◆ Written request A: Can you rewrite the paragraph in the Shares Bazaar article that begins "Their SEBI registration number" as a short bulleted list that keeps its main facts?
◆ Written request B: In the Shares Bazaar article, swap "dashboard" for "panel" and give the passage again, starting with "On paper, Shares" and going on through "almost certainly fake.".
◆ Written request C:
Answer these questions from the Shares Bazaar article:
(i) What is the firm's SEBI registration number?
(ii) What return on investment does the website prominently promise?
(iii) Which two banking details did the firm reportedly share on its website?

◆ Passage to read:
Read every section. Then decide.
Shares Bazaar Investment Scheme
Let’s start with what Shares Bazaar actually claims to be, and then what it actually appears to do.
On paper, Shares Bazaar positions itself as a research analyst firm offering market insights to retail investors.
Their SEBI registration number is INH200010001. Under this registration, the firm is legally permitted to publish research reports, offer general market analysis, share educational content about financial markets, and recommend sectors based on publicly available data.
None of that sounds alarming. Research analysts are a legitimate, regulated part of India’s financial ecosystem.
But here is where the story takes a sharp turn.
The moment you land on their website, something feels off. Instead of research reports and subscription packages, you’re greeted with return-based plans, prominently, a 48% return on investment promise.
There is a dashboard showing a growing investment figure in real time. It looks impressive. It feels exciting. It is also almost certainly fake.
SEBI is very clear: registered research analysts are not permitted to guarantee returns or solicit client funds.


They cannot advise you to put money into specific stocks, and they absolutely cannot collect that money into their own bank accounts.
Yet Shares Bazaar reportedly shared a bank account number and IFSC code directly on their website, which raises one unavoidable question: if investors are managing their own money (as regulations require), why does a research firm need your funds transferred to their account?

That question has no innocent answer.

◆ Record extracts:
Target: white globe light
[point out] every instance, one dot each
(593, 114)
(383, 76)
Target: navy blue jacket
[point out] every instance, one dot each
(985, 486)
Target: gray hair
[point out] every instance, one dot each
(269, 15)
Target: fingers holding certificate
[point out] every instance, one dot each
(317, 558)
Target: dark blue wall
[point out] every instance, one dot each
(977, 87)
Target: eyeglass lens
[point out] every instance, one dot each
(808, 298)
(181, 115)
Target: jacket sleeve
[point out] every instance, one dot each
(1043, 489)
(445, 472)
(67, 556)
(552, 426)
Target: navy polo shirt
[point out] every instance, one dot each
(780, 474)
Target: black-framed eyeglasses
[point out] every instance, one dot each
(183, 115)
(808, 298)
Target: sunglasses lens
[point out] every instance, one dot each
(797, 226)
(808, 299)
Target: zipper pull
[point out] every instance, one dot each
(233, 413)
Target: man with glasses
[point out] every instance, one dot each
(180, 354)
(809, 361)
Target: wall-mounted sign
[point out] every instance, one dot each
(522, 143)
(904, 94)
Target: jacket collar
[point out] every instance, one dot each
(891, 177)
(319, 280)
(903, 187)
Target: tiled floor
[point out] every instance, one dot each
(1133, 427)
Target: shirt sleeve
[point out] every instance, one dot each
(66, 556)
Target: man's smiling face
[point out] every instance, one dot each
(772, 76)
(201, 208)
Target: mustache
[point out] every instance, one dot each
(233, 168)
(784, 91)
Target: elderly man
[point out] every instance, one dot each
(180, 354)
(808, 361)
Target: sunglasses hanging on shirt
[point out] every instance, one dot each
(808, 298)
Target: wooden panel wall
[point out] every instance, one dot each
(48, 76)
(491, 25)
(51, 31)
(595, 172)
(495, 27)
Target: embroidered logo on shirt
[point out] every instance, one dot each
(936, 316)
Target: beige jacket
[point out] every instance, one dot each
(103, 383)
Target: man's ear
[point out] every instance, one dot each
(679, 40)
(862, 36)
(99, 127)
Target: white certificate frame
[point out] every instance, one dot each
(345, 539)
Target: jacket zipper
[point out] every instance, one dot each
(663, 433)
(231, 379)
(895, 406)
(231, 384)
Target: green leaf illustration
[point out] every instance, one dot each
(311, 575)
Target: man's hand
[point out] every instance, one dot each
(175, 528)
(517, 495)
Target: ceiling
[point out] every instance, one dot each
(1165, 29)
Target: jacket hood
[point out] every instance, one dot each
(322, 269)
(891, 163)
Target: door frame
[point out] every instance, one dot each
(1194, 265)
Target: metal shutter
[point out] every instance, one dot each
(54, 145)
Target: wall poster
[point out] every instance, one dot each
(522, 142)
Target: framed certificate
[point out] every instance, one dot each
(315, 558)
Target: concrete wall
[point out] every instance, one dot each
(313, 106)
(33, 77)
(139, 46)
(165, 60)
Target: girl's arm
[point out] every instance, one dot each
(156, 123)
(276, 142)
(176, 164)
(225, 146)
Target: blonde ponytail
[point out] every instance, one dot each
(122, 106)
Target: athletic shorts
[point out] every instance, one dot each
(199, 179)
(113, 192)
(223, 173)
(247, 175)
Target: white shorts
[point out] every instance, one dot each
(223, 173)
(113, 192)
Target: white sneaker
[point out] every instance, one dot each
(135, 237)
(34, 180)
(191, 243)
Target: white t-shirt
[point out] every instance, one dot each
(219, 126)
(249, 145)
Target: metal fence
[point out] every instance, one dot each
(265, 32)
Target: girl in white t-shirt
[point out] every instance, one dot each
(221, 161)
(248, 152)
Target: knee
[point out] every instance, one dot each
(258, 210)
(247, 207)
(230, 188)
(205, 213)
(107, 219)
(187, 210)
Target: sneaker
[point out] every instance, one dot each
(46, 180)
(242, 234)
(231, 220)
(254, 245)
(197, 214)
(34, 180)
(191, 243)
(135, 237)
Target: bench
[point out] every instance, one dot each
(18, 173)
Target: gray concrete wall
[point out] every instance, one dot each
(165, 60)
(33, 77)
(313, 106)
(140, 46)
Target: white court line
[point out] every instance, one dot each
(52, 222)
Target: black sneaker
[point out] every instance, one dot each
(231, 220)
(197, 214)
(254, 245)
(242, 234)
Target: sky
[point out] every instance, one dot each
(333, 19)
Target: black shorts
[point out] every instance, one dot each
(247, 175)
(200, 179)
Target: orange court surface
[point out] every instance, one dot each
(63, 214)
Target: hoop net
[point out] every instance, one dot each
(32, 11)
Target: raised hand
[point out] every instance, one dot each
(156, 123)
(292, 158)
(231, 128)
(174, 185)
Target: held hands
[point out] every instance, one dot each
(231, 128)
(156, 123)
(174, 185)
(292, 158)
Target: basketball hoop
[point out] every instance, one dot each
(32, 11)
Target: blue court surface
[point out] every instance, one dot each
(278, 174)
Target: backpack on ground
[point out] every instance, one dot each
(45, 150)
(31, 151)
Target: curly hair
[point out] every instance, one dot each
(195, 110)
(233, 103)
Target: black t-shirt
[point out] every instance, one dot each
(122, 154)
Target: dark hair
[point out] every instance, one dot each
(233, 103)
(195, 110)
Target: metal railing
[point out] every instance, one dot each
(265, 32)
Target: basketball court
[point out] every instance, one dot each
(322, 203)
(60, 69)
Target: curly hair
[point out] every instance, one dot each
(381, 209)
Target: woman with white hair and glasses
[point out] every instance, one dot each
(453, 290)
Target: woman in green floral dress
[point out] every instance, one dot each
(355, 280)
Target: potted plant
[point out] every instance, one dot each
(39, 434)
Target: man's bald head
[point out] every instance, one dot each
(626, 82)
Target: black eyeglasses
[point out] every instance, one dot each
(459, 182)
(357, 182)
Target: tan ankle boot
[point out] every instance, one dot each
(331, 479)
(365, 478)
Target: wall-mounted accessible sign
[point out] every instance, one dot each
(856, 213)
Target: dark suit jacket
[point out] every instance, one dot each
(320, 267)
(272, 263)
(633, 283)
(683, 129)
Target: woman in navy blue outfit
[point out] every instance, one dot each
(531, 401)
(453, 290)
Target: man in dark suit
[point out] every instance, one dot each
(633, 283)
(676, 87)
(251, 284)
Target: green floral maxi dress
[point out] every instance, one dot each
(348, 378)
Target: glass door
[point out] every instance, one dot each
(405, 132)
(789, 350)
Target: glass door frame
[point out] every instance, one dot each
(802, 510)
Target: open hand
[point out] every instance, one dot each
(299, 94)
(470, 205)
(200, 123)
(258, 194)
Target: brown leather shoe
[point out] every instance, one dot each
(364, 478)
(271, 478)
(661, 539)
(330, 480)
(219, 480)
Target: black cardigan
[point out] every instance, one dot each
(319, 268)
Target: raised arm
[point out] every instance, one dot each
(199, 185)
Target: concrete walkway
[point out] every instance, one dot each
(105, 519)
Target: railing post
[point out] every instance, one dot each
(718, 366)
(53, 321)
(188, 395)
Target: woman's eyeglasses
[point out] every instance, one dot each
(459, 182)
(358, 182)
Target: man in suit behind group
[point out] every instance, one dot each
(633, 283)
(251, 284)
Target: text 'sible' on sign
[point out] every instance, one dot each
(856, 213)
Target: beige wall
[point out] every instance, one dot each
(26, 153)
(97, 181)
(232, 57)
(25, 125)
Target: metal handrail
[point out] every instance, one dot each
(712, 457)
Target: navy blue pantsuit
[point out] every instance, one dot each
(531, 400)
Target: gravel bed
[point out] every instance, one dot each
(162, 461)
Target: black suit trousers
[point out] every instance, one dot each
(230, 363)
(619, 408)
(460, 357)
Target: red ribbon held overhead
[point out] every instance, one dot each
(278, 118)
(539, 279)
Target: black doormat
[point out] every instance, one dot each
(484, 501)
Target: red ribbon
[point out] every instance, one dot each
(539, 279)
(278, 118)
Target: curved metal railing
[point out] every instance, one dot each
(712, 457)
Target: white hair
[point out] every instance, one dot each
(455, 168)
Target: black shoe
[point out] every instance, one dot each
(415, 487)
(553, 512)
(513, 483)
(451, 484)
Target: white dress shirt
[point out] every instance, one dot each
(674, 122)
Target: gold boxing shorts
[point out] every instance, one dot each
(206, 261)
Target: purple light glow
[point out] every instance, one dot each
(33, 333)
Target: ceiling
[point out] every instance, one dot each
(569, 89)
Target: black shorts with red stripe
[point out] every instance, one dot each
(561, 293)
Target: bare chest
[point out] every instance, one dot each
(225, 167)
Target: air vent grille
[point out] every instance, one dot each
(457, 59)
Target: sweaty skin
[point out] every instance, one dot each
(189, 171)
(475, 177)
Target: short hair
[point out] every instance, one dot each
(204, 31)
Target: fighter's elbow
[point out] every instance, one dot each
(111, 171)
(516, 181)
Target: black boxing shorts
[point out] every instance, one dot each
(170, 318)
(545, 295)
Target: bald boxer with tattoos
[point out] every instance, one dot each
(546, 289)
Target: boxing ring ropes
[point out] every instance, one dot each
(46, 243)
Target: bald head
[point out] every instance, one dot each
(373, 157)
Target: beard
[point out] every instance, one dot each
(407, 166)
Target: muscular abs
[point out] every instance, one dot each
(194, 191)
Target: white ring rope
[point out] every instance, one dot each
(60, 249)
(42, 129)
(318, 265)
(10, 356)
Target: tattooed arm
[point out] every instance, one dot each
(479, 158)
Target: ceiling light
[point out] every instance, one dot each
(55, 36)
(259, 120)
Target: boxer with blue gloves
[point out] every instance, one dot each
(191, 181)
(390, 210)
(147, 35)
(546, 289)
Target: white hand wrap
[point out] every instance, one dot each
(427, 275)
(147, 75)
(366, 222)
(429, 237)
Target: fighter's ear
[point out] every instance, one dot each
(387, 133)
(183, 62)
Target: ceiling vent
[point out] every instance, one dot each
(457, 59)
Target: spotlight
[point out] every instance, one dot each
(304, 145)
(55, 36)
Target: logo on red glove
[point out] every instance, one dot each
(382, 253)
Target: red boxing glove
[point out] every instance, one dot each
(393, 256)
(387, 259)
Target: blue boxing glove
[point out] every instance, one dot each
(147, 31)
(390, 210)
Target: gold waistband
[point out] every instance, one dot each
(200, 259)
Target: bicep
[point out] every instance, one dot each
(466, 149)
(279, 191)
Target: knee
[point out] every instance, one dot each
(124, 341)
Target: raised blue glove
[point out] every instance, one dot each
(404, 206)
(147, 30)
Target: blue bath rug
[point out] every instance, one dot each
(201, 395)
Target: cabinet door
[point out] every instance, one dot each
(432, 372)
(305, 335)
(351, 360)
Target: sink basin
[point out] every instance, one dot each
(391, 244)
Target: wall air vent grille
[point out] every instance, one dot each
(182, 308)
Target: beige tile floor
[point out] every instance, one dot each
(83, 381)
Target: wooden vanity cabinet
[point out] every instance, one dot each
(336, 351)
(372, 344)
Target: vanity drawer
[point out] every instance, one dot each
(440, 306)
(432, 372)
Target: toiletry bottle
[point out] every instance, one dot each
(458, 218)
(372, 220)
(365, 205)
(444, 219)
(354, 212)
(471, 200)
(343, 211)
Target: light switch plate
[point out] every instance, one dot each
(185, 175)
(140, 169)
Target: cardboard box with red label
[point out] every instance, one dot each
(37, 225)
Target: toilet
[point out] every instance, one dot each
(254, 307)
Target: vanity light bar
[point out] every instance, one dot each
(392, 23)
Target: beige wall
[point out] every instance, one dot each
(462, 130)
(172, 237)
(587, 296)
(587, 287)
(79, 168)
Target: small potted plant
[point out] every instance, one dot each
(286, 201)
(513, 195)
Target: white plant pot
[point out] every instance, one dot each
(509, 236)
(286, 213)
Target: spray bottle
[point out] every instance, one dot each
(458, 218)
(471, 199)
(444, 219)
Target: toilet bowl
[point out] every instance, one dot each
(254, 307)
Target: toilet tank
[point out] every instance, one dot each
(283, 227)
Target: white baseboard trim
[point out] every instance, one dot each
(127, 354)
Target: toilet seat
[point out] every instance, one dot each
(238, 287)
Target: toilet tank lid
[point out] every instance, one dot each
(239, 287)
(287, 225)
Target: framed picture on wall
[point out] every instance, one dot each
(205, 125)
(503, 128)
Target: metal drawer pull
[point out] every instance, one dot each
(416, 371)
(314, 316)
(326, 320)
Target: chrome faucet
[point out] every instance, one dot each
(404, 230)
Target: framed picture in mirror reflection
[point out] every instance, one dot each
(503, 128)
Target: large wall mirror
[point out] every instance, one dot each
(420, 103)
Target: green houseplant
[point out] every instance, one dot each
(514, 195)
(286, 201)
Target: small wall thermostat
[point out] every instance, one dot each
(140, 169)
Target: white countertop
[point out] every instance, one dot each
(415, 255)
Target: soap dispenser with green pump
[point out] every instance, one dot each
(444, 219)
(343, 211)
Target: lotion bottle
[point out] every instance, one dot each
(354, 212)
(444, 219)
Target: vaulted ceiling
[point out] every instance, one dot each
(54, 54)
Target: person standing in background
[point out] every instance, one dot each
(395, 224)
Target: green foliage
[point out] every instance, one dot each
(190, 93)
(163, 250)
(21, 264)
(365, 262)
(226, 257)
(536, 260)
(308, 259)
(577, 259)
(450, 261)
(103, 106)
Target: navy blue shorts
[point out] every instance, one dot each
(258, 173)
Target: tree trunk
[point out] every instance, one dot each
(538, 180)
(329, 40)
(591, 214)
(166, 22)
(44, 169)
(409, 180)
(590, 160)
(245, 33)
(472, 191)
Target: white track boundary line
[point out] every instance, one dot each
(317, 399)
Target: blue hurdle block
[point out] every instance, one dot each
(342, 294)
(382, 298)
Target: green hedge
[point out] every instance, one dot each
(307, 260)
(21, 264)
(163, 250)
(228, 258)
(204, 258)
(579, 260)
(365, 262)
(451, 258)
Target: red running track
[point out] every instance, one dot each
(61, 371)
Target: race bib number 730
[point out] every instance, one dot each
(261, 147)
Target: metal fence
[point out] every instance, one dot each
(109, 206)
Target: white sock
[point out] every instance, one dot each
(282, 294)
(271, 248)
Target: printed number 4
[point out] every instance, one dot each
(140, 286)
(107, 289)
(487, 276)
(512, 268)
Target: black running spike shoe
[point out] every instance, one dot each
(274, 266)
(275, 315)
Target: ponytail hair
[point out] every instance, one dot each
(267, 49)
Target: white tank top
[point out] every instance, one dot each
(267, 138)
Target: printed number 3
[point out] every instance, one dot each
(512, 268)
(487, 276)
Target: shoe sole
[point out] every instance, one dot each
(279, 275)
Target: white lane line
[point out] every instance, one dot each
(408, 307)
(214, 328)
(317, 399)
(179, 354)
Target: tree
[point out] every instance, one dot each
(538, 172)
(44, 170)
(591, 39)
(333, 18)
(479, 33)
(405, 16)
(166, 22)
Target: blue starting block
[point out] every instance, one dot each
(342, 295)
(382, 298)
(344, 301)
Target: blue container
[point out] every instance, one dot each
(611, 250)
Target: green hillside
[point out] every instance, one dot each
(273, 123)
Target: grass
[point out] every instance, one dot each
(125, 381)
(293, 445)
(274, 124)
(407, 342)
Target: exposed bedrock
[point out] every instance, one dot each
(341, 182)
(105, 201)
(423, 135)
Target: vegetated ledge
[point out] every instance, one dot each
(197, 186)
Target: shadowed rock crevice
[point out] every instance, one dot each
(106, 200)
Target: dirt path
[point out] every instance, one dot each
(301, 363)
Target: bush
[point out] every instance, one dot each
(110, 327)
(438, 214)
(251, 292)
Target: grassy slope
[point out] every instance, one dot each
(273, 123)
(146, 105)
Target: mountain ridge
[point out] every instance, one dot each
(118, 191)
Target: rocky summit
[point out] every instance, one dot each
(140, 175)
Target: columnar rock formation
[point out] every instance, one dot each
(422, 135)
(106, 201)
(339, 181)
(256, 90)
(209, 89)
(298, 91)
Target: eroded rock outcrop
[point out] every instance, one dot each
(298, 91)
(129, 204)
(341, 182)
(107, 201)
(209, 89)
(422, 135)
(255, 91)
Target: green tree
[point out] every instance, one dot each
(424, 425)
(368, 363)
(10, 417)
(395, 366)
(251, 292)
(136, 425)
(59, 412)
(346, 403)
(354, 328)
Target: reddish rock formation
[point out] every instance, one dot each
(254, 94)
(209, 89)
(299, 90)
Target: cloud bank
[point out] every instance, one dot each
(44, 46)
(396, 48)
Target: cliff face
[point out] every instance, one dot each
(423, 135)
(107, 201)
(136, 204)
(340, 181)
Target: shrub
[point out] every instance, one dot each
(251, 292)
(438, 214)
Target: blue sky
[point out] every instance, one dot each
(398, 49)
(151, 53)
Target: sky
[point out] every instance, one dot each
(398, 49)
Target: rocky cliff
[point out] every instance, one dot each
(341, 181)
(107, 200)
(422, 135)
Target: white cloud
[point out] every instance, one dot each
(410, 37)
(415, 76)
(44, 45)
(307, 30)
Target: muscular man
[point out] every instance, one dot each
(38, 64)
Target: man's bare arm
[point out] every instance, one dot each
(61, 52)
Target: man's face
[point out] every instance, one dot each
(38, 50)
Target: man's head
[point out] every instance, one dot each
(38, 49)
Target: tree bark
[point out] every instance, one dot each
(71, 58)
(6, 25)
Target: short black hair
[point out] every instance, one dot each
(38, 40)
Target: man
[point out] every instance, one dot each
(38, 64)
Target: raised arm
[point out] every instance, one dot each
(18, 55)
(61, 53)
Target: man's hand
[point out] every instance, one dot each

◆ Expected output A:
- SEBI registration number: INH200010001
- Under this registration, the firm may legally:
  - publish research reports
  - offer general market analysis
  - share educational content about financial markets
  - recommend sectors based on publicly available data

◆ Expected output B:
On paper, Shares Bazaar positions itself as a research analyst firm offering market insights to retail investors.
Their SEBI registration number is INH200010001. Under this registration, the firm is legally permitted to publish research reports, offer general market analysis, share educational content about financial markets, and recommend sectors based on publicly available data.
None of that sounds alarming. Research analysts are a legitimate, regulated part of India’s financial ecosystem.
But here is where the story takes a sharp turn.
The moment you land on their website, something feels off. Instead of research reports and subscription packages, you’re greeted with return-based plans, prominently, a 48% return on investment promise.
There is a panel showing a growing investment figure in real time. It looks impressive. It feels exciting. It is also almost certainly fake.

◆ Expected output C:
(i) INH200010001
(ii) A 48% return on investment
(iii) A bank account number and an IFSC code